DIRECTION A -
Answer these questions about the committee report on the legal expenses indemnity below, one answer per line.
(i) Which court rejected many of the Appointed Auditor's serious criticisms of Mr England?
(ii) The Committee reached the same conclusion for which person as it reached for Mr England?
(iii) Which two men had small elements of expenditure included in the claim from MPO?
DIRECTION B - Pick up the committee report on the legal expenses indemnity below and carry it on past its final sentence.

* start PASSAGE *

4.9 The Committee concluded, having regard to the purpose of the indemnity,
that Members and officers could legitimately have expected that the indemnity
covered the circumstances that led to legal expenses being incurred in these
cases. It therefore determined that in reaching a view on the individual cases
before it, it would apply the test set out in paragraph 4.7 above.
4.10 In the case of Mr England it was noted that many of the serious
criticisms made by the Appointed Auditor in relation to him were rejected by
the High Court. The Committee were also of the view that the High Court
judgment, whilst somewhat critical in places, did not include any finding that
could fairly be described as a finding of culpability on Mr England's part.
Accordingly, the Committee concluded that, in its opinion, Mr England was in no
way culpable and his case met the terms of the indemnity.
4.11 As the report indicated, although a broad brush approach should not be
adopted, it is reasonable to reach the same conclusion concerning Mr Hayler as
is reached for Mr England. Accordingly, the Committee accepted that the claim
from Mr Hayler fell within the terms of the indemnity.
4.12 The Committee noted that although the Appointed Auditor criticised
Councillor Segal and former Councillors Young and Legg for failing to speak up,
he also accepted that they did not have a duty to do so. The Committee did not
have the advantage of any High Court judgment in their cases to consider, but
noted that the Appointed Auditor did not at any stage intend to pursue the
cases of either Councillor Segal or former Councillor Young, and did not find
against former Councillor Legg in his final report. The Committee concluded
that in their opinion these individuals were not in any way culpable and,
therefore, fell within the terms of the indemnity.
4.13 The Committee also considered the cases of Mr Ken Hackney and Mr Sidney
Sporle as the claim from MPO included small elements of expenditure on their
behalf. The Committee noted that the Appointed Auditor did not at any stage
intend to pursue the cases of Messrs Hackney and Sporle. They also noted that
the Appointed Auditor made similar comments in relation to their failure to
"speak up" as he did in relation to Councillor Segal and former Councillors
Legg and Young. Again the Committee were satisfied that Messrs Hackney and
Sporle were not in any way culpable in relation to this matter and therefore
fell within the terms of the indemnity."

* end PASSAGE *
* start DATA EXCERPT *

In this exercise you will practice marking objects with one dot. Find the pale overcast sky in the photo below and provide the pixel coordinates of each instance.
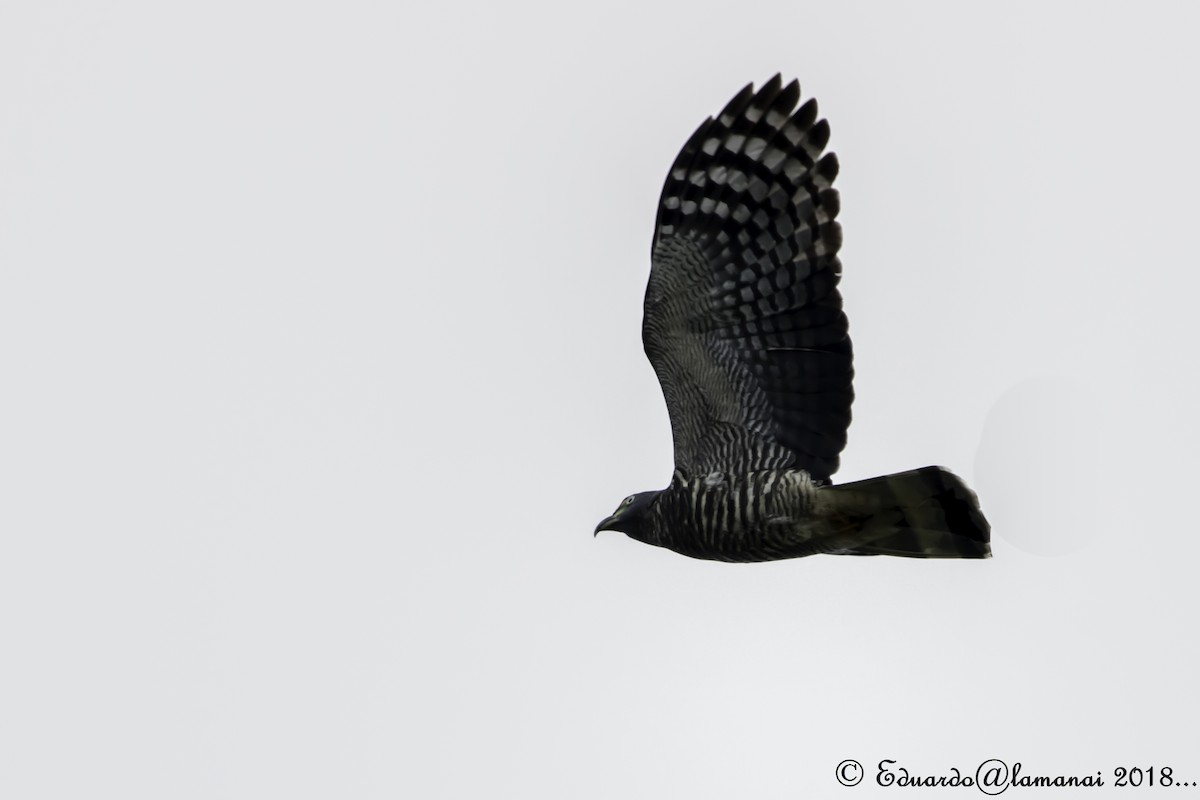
(319, 347)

* end DATA EXCERPT *

TASK ANSWER A -
(i) The High Court
(ii) Mr Hayler
(iii) Mr Ken Hackney and Mr Sidney Sporle

TASK ANSWER B -
The Committee however resolved:-
"That reimbursement of Messrs England, Hayler, Hackney and Sporle (via the
claim from MPO), Councillor Segal and former Councillors Legg and Young be not
agreed on the basis that, whilst the Committee considers their cases to be
prima facie within the terms of the indemnity in the sense that they are, in
their opinion, in no way culpable:
a) there is doubt about the City Council's power to grant the
indemnity.
b) there is doubt about the City Council's power to reimburse in the
circumstances of these particular cases.
c) the Secretary of State has refused to grant a sanction for any
expenditure incurred in granting reimbursement; and
d) reimbursement would be highly controversial and, in the Committee's
opinion, should only be made in circumstances where the legal position is
clearer."
That decision of 16 December 1998 is the decision which is challenged by the
applicants in both these cases. They claim an order of certiorari to quash
that decision. Secondly, they claim a number of declarations. It is necessary
to quote the declarations sought in the first case because they have been
referred to by reference to the paragraph numbers in the Form 86A. Similar
declarations, adapted accordingly, are claimed by Mr Legg in the second case.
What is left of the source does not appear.